+++ Excerpt
Didn’t you go out to a coffee shop to escape the loneliness of working at home?    So let your eyes, and your humanity, drift away from focusing on your iPad.  Take a break from texting on your cell phone. Look Up from the work, or play, that is keeping your attention on your laptop.  Engage a stranger, if only with just a smile.

I am guilty, too.  I have to wait to meet a friend at a restaurant, and I immediately reach for my phone.  I hear that twinkly sound of  ‘you’ve got a text’ and I’m immediately eager to see who is reaching out to me.  “No, just Look Up”, I tell myself. The greeting will wait for me, if I just resist the urge to look down – away from the world unfolding around me, the toddler impressing his parents at the next booth, the waitress who might linger at my table, or I could gaze out the big window –  see the golden setting sun, the small birds on the horizon, the row of purple tulips.

Perhaps I’m alone having a pick-me-up in a favourite coffee shop –  what do I do? Voila, I reach for the comfort of my phone, to check my text messages, my email messages and maybe even Google the weather.  Instead, I could resist the temptation to touch my cool perfectly weighted phone (thanks Steve) and smile at a stranger, or pause to connect with a silly comment about the weather, the way people used to – in the old days – sharing a thought with someone new.  Worse is when we can’t resist the sneak a peak at the iphone when we’re not alone, but are with friends or family that we’ve sought out, or who have sought us out, to spend a few low-tech minutes of actual straight up human connection.  That’s where the subtitle comes in – the ‘Love the one (s) your with’.

On a recent wet and windy day I stepped into that warm coffee shop to view the customers in the line-up, and those hunkered down at the tables with their half-sweet-non-fat-extra-hot-vanilla-what ever’s all looking down, hiding with their many sized screens.  “Look Up,” was what I wanted to bravely call out.  “Look Up and Smile.” 

Ding Ding – You Have A Text

Texting has been a part of the way I communicate for so long I can’t remember doing without it.  The urban dictionary’s sassy and irreverent definition of text is “text messaging is the act of sending a typed message via cell phone; a very efficient and addicting way of communication,”  but their alternate definition is, “The dumbest thing in the world, why would you spend 15 minutes writing something on your phone, when you can call them up and tell them in a minute. F – ing waste of time and money.

I have to say, I agree with both definitions.  But if it is a waste of time, and I could talk instead of text, why did I glum onto to text and never let go?  Because with our boys it was their preferred way of communication – fast, efficient and when they were younger – one of them hanging with his snowboarding crew at Whistler, or the other during his first months at university, I imagined they could hear the little ding ding of a text and swiftly text me back.  I do think they wanted to communicate with home, and in the new world of texting that they were part of, they could whip off a message to me, just to let me know that everything was cool, and none of the guys around them with bent heads and tapping thumbs knew it was mom they were updating, it could just as easily be a girlfriend or someone getting directions to the next party they were off to.

My first feeble attempts to text back when Hudson, our youngest son, first started university away from home had him sending me a mocking text, Mom, lernt to text and spel. My keyboard was tiny, three letters to a key, and my thumbs inexperienced.  Plus I had autocorrect and my messages were constantly being autocorrected to autowrong. When my three youngest let me into their texting world they used abbreviations with me, but after too many texts saying, Hudson, I don’t know what rofl (rolling on the floor laughing), or Cole, I’m stymied. Did you really mean to type PMS?  And him explaining, Mom it’s P.M.S. meaning Pretty Much the Same.   I thought I was catching on to some of the lingo and at the end of a sentence to our youngest daughter, Lily, wrote Peace.  She had to text back, Mom, Peace is like Peace Out, when the conversation is over.  It DOESN’T mean its the other person’s turn to talk.
++++++
Problems to work on:
1 - Reproduce word for word everything in the essay on phones and texting from "Texting has been" down to "time and money.".
2 - Render the following sentence from the essay on phones and texting into Spanish: "Texting has been a part of the way I communicate for so long I can’t remember doing without it."
3 - Write the next portion of the essay on phones and texting, picking up directly after its final sentence.
+++ Information supplied
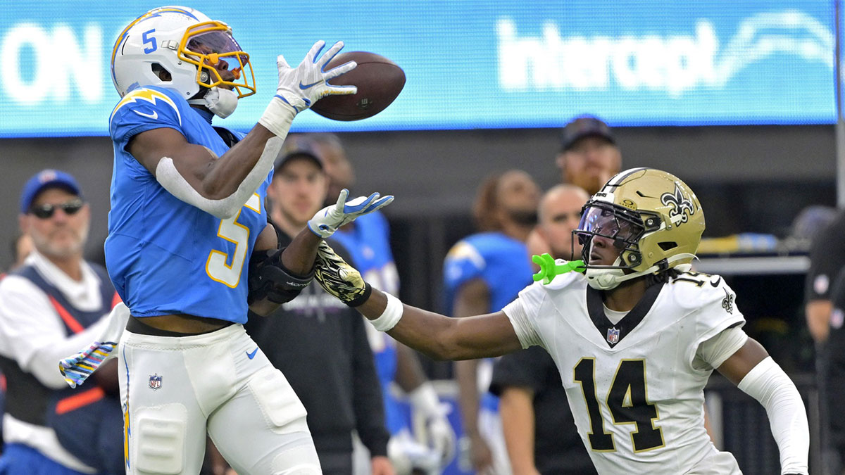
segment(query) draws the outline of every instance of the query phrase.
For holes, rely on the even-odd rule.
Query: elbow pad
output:
[[[255,251],[249,259],[249,292],[247,303],[264,298],[274,303],[290,302],[307,287],[314,276],[313,270],[305,276],[295,276],[281,264],[284,248]]]
[[[210,199],[199,194],[182,176],[173,165],[173,160],[165,156],[155,167],[155,180],[171,194],[182,201],[214,215],[220,219],[228,219],[237,214],[244,203],[255,193],[261,183],[273,168],[273,162],[281,150],[284,138],[273,137],[267,140],[264,151],[255,166],[241,182],[234,193],[220,199]]]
++++++
Solved problems:
1 -
Texting has been a part of the way I communicate for so long I can’t remember doing without it.  The urban dictionary’s sassy and irreverent definition of text is “text messaging is the act of sending a typed message via cell phone; a very efficient and addicting way of communication,”  but their alternate definition is, “The dumbest thing in the world, why would you spend 15 minutes writing something on your phone, when you can call them up and tell them in a minute. F – ing waste of time and money.

2 - Los mensajes de texto han formado parte de mi manera de comunicarme desde hace tanto tiempo que no recuerdo cómo era prescindir de ellos.

3 -
I once texted Lily a funny story about her dad and I finding it hard to get out of bed in the morning when we didn’t have to play the parent role in a house empty of kids, and she sent me back this – “Oh Mom MSOOMN”.  I was finally onto the Urban Dictionary and looked that one up –  “An acronym for Milk Shooting Out Of My Nose. An alternative for ROFL or LMAO (laughing my ass off).” Wow, MSOOMN – I’ll use that one, I thought.  But the kids stopped using text abbreviations with their old school mom.  They spell it all out.  I spell it all out.

Our oldest, Zoё, would rather talk then text, maybe because her hands are busy creating art, and she can tuck a phone under her chin.  Cole is a fast efficient texter, and almost always responds to my text queries.  Hudson, like Zoё, is text stingy, but I can get his attention, and if asked a direct question he would sooner text me back then listen to my voice mail message.  In fact, he’s let me in on a youthful secret.  Don’t leave voice mails, Mom.  Nobody does that any more. If I see you’ve called.  I’ll call back.  But if you leave a voice mail, then I know what you want and I’m less curious.  I think I get it – it’s a lesson in technological manipulation.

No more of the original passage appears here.